(THINGS TO DO)
**1)** Check each statement against the abstract on tethered drones below, answering yes or no and quoting the abstract's deciding words: (a) the optimization problem is NP hard; (b) each TUAV attaches to a ground station at the base of a building; (c) the user-to-base-station association matrix is found with a golden search algorithm.
**2)** Write out the part of the abstract on tethered drones below between "carrying green antennas" and "a ground station.", inclusive.

(PASSAGE SHOWN)
Abstract
A prevalent theory circulating among the non-scientific community is that the
intensive deployment of base stations over the territory significantly
increases the level of electromagnetic field (EMF) exposure and affects
population health. To alleviate this concern, in this work, we propose a
network architecture that introduces tethered unmanned aerial vehicles (TUAVs)
carrying green antennas to minimize the EMF exposure while guaranteeing a high
data rate for users. In particular, each TUAV can attach itself to one of the
possible ground stations at the top of some buildings. The location of the
TUAVs, transmit power of user equipment and association policy are optimized to
minimize the EMF exposure. Unfortunately, the problem turns out to be
mixed-integer non-linear programming (MINLP), which is non-deterministic
polynomial-time (NP) hard. We propose an efficient low-complexity algorithm
composed of three submodules. Firstly, we propose an algorithm based on the
greedy principle to determine the optimal association matrix between the users
and base stations. Then, we offer two approaches, a modified K-mean and shrink
and realign (SR) process, to associate each TUAV with a ground station.
Finally, we put forward two algorithms based on the golden search and SR
process to adjust the TUAV's position within the hovering area over the
building. After that, we consider the dual problem that maximizes the sum rate
while keeping the exposure below a predefined value, such as the level enforced
by the regulation. Next, we perform extensive simulations to show the
effectiveness of the proposed TUAVs to reduce the exposure compared to various
architectures. Eventually, we show that TUAVs with green antennas can
effectively mitigate the EMF exposure by more than 20% compared to fixed green
small cells while achieving a higher data rate.

(GIVEN DATA)
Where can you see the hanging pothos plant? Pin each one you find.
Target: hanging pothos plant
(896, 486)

(RESPONSES PER TASK)
**1)**
(a) Yes: "which is non-deterministic polynomial-time (NP) hard"
(b) No: "one of the possible ground stations at the top of some buildings"
(c) No: "an algorithm based on the greedy principle to determine the optimal association matrix between the users and base stations"

**2)**
carrying green antennas to minimize the EMF exposure while guaranteeing a high
data rate for users. In particular, each TUAV can attach itself to one of the
possible ground stations at the top of some buildings. The location of the
TUAVs, transmit power of user equipment and association policy are optimized to
minimize the EMF exposure. Unfortunately, the problem turns out to be
mixed-integer non-linear programming (MINLP), which is non-deterministic
polynomial-time (NP) hard. We propose an efficient low-complexity algorithm
composed of three submodules. Firstly, we propose an algorithm based on the
greedy principle to determine the optimal association matrix between the users
and base stations. Then, we offer two approaches, a modified K-mean and shrink
and realign (SR) process, to associate each TUAV with a ground station.